• PROBLEM REQUIREMENTS
Provide only the number of lines below that hold "shrub".
────────────────
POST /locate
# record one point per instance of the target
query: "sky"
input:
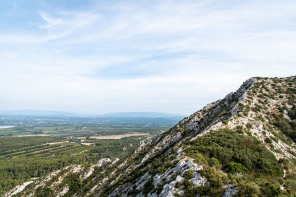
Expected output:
(172, 56)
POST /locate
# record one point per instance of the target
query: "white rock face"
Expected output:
(198, 180)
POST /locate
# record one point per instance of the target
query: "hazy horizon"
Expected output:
(98, 57)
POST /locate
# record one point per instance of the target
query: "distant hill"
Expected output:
(241, 145)
(28, 112)
(143, 115)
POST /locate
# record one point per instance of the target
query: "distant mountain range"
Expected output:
(242, 145)
(69, 114)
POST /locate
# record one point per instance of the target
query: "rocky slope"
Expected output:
(241, 145)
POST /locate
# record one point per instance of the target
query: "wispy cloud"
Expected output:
(172, 56)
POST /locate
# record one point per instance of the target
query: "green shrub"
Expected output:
(268, 140)
(214, 162)
(248, 125)
(188, 174)
(225, 122)
(233, 167)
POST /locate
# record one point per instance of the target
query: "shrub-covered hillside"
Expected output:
(242, 145)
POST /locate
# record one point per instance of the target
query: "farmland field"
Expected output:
(31, 147)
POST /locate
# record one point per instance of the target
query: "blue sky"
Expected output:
(167, 56)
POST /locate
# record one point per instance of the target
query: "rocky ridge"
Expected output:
(192, 158)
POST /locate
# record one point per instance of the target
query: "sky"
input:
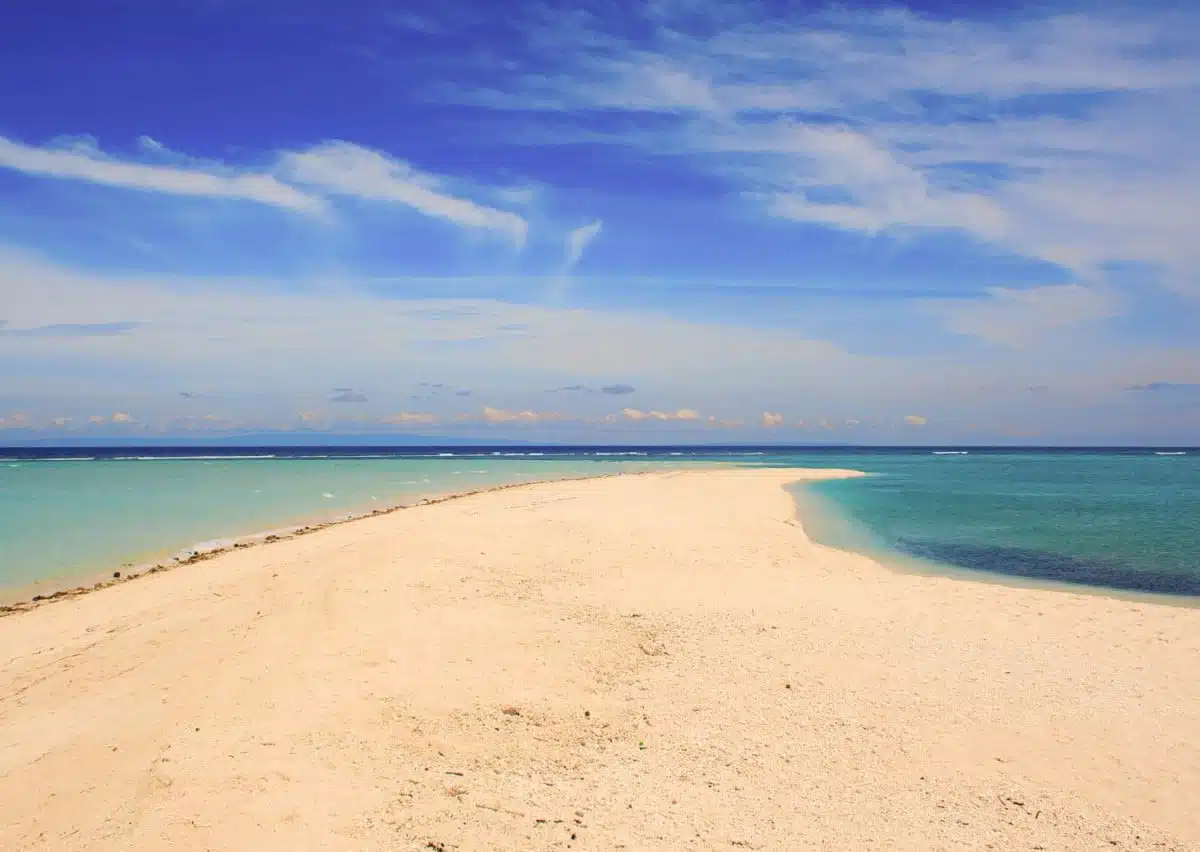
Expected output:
(673, 221)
────────────────
• PROBLEM SOLUTION
2